### Aufgaben
1: Transkribieren Sie aus dem Interview zur Notfallseelsorge die Passage, die bei den Worten "Am Sonntagabend gab" einsetzt und nach "Informationen zu versorgen." endet.
2: Beantworten Sie anhand des Interviews zur Notfallseelsorge diese Fragen:
(a) Wie viele Mitarbeitende der ökumenischen Notfallseelsorge waren beim Zugunglück vor Ort?
(b) Auf welcher Ebene begegnet die Notfallseelsorge den betroffenen Personen?
(c) An welchem Tagesabschnitt welches Wochentags ereignete sich das Zugunglück?
3: Prüfen Sie, ob die folgenden Aussagen mit dem Interview zur Notfallseelsorge übereinstimmen. Antworten Sie jeweils mit Ja oder Nein und zitieren Sie die entscheidende Textstelle wörtlich.
(a) Das Zugunglück geschah am Morgen des 27. Juli.
(b) Die Notfallseelsorge wird überwiegend von Hauptamtlichen geleistet.
(c) Die Notfallseelsorge versucht, Sicherheit und Orientierung zu geben.

### Seite
##########
Beim schweren Zugunglück im Landkreis Biberach am Abend des 27. Juli mit drei Todesopfern und viele Verletzten waren mit den Rettungskräften auch 16 Mitarbeitende der ökumenischen Notfallseelsorge vor Ort. Im Folgenden finden Sie ein Interview mit Diakon Thomas Lerner (Diözese Rottenburg-Stuttgart) von der ökumenischen Notfallseelsorge im Landkreis Biberach. Die Notfallseelsorge wird überwiegend von Ehrenamtlichen geleistet.
Am Sonntagabend gab es das Zugunglück im Kreis Biberach mit drei Toten und zahlreichen Verletzten, viele davon schwer. Wie konnten Sie in dieser Situation vor Ort konkret helfen?
Thomas Lerner: Wir nehmen die betroffenen Menschen mit ihren Sorgen und Gefühlen in solchen Krisen- und Notfallsituationen sehr ernst. Wir begegnen den betroffenen Personen auf Augenhöhe und versuchen ihnen mit viel Zeit, Empathie und den aktuell zur Verfügung stehenden Informationen zu helfen. Ebenfalls versuchen wir, Sicherheit und Orientierung in der momentanen Situation zu geben und die zu Begleitenden mit den notwendigen weitergehenden Informationen zu versorgen.
##########
### Datenauszüge
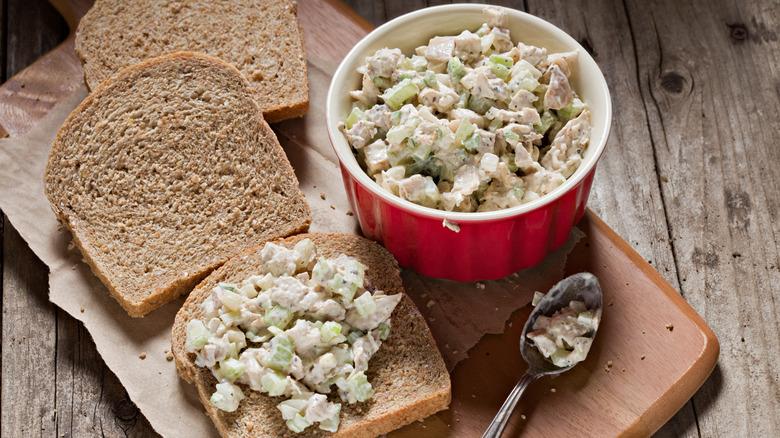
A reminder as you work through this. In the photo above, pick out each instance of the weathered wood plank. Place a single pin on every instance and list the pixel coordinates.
(626, 191)
(29, 335)
(711, 96)
(636, 211)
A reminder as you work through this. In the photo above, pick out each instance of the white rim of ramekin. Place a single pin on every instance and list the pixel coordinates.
(347, 159)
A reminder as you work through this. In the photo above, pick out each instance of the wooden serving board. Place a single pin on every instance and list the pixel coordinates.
(652, 353)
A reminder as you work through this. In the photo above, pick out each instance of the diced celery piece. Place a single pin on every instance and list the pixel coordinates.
(275, 330)
(546, 120)
(464, 131)
(455, 69)
(472, 142)
(560, 358)
(499, 70)
(422, 151)
(197, 335)
(480, 104)
(231, 300)
(277, 316)
(266, 282)
(430, 80)
(353, 117)
(511, 136)
(274, 383)
(231, 368)
(329, 331)
(297, 424)
(495, 124)
(381, 82)
(489, 162)
(396, 95)
(431, 190)
(353, 336)
(248, 291)
(359, 387)
(280, 356)
(229, 318)
(416, 166)
(585, 319)
(502, 60)
(572, 110)
(384, 330)
(332, 424)
(481, 190)
(323, 271)
(341, 286)
(291, 407)
(365, 304)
##########
### Lösungen zur Übung
1:
Am Sonntagabend gab es das Zugunglück im Kreis Biberach mit drei Toten und zahlreichen Verletzten, viele davon schwer. Wie konnten Sie in dieser Situation vor Ort konkret helfen?
Thomas Lerner: Wir nehmen die betroffenen Menschen mit ihren Sorgen und Gefühlen in solchen Krisen- und Notfallsituationen sehr ernst. Wir begegnen den betroffenen Personen auf Augenhöhe und versuchen ihnen mit viel Zeit, Empathie und den aktuell zur Verfügung stehenden Informationen zu helfen. Ebenfalls versuchen wir, Sicherheit und Orientierung in der momentanen Situation zu geben und die zu Begleitenden mit den notwendigen weitergehenden Informationen zu versorgen.

2:
(a) 16 Mitarbeitende.
(b) Auf Augenhöhe.
(c) Am Sonntagabend.

3:
(a) Nein: „am Abend des 27. Juli“
(b) Nein: „Die Notfallseelsorge wird überwiegend von Ehrenamtlichen geleistet.“
(c) Ja: „Ebenfalls versuchen wir, Sicherheit und Orientierung in der momentanen Situation zu geben“